=== DATA ENTRIES ===

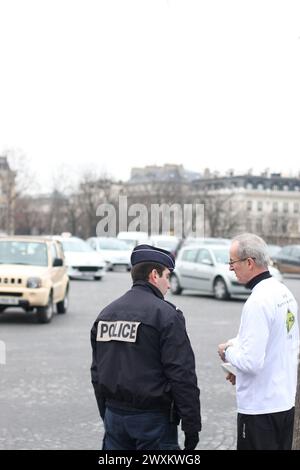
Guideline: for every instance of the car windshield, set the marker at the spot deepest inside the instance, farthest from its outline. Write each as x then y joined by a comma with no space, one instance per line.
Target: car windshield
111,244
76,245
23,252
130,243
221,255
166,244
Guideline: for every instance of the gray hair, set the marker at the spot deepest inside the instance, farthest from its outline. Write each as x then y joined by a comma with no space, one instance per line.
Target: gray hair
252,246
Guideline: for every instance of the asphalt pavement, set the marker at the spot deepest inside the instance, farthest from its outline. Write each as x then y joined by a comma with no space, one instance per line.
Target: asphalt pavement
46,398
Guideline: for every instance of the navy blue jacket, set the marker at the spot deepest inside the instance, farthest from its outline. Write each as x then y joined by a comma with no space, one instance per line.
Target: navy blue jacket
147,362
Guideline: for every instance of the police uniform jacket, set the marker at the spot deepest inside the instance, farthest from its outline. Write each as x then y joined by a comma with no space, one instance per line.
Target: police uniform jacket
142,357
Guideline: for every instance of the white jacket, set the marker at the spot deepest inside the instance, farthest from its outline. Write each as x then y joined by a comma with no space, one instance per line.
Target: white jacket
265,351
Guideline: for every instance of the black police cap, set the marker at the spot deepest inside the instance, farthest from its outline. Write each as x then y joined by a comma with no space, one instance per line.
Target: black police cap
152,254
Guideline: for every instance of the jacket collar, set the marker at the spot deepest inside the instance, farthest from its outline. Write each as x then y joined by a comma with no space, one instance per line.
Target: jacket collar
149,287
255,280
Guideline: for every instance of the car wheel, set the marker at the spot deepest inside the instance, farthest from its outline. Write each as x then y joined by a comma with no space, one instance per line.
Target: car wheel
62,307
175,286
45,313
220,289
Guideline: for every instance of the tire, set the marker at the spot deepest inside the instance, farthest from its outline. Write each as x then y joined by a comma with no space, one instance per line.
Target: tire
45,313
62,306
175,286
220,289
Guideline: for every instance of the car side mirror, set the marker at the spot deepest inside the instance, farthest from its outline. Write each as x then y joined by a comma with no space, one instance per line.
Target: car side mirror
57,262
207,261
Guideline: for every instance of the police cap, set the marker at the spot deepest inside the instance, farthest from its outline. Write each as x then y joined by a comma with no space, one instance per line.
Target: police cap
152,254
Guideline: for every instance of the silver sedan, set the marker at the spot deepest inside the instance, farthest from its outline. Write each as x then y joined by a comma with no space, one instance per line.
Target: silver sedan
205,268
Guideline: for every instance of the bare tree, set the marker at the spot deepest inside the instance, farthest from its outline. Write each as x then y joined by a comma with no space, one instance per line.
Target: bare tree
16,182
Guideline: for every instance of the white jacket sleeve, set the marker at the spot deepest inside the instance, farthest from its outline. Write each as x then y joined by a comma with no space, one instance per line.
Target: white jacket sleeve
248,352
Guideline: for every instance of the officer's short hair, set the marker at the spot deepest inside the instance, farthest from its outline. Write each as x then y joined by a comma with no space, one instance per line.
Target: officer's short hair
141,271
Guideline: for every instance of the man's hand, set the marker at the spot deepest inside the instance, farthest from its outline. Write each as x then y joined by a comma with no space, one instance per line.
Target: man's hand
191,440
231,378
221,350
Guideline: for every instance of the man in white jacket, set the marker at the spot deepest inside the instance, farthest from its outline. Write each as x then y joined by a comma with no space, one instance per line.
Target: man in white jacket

===

Retype every one of the rows above word for word, leaving out the pictures.

▶ _CORRECT ANSWER_
Guideline: for every instance of the car windshield, set the marker at the spot deepest inside the instance, farthest from its outline. Write each as x then y joined by a comma with no space, one instance per line.
Target: car windshield
111,244
76,245
23,252
130,243
221,255
166,244
Guideline: for every instance of the gray hair, set the marker at the spot deepest inside the instance, farthest from its outline. Write each as x then y joined by a comma with no space, one instance per line.
Target: gray hair
252,246
Guideline: for every instance of the asphalt pavement, set the marker at the spot deepest inside the instance, farthest from its outline. Write each as x then y joined by a comma with no space, one instance per line.
Target: asphalt pavement
46,398
Guideline: for every instance of the navy blue jacket, set the marker at the spot deepest inside the instance, farthest from its outline. Write each as x then y joined by a comma with no space, one instance per line.
Target: navy blue jacket
147,362
Guideline: for every instance of the police uniform jacket, set the marker at the spot deepest inside the instance, farthest from its outline. Write each as x then y joined by a comma with no space, one instance per line.
Target: police uniform jacket
142,357
Guideline: for every instance of the white jacket, set the marker at the spot deepest inside the instance, farthest from its outline. Write each as x then y joined by a comma with no space, one instance per line.
Target: white jacket
265,351
Guideline: for every instance of the black police cap, set the marker at the spot deepest inside the instance, farthest from its outline. Write each as x then y joined by a comma with no space, one instance per line.
Target: black police cap
152,254
Guideline: for every instance of the jacket collar, set the marker at the spot deepest inside the instance, farthest from its outline. Write each as x then y joined by a comma with no space, one instance per line.
Target: jacket collar
149,287
255,280
Guideline: for every instance of the car wheel, set the marker at the spot deepest inside the instance, farthest from its outline. Write each as x then y joined by a comma with no space, one instance per line.
Target: car wheel
62,307
175,286
45,313
220,289
Guideline: for every instance of the tire, set the marker at the spot deepest inside the instance, farthest from its outline. Write each as x then y joined by a comma with no space, one instance per line.
Target: tire
45,313
62,306
175,286
220,289
Guideline: for every instance of the car side mirror, set the marker at the spot deepest inside the instance, farthest from its outline. Write each as x then y joined by a comma with no space, one instance per line.
Target: car side mirror
57,262
207,261
Guideline: for every instance of the police cap, set the marker at the spot deepest inside the instance, farthest from its outline. Write each as x then y joined by a comma with no space, one instance per line.
Target: police cap
152,254
Guideline: for every instance of the silver sedan, set the marker at the spot deepest inside the instance, farthest from its outline. Write each as x then y joined by a comma with no space, one instance per line.
Target: silver sedan
205,268
Guideline: for every instance of the bare tree, set the marker at the spot deepest inside the instance, farthest from its outline. Write each as x then y joined by a comma with no space, one instance per line.
Target: bare tree
16,182
Guideline: for every instance of the white jacket sleeve, set the marker at the spot deepest inside the instance, farthest from its outline. Write each as x then y joined by a comma with no space, one instance per line.
Target: white jacket sleeve
248,352
Guideline: for every instance of the officer's short hair, set the marker at the spot deepest inside the instance, farthest from its outline. Write each as x then y joined by a comma with no space, one instance per line.
Target: officer's short hair
141,271
Guideline: for every instance of the man's hand, set the marker at the spot deepest inside the instance, farthest from its outline. Write each as x then y joined by a comma with no space, one instance per line.
Target: man's hand
191,440
231,378
221,350
Guideline: for every instance of the man in white jacket, set the marker at the spot deepest inside the instance, farthest from its outline. Write each as x then y joined by a comma with no space, one instance per line.
Target: man in white jacket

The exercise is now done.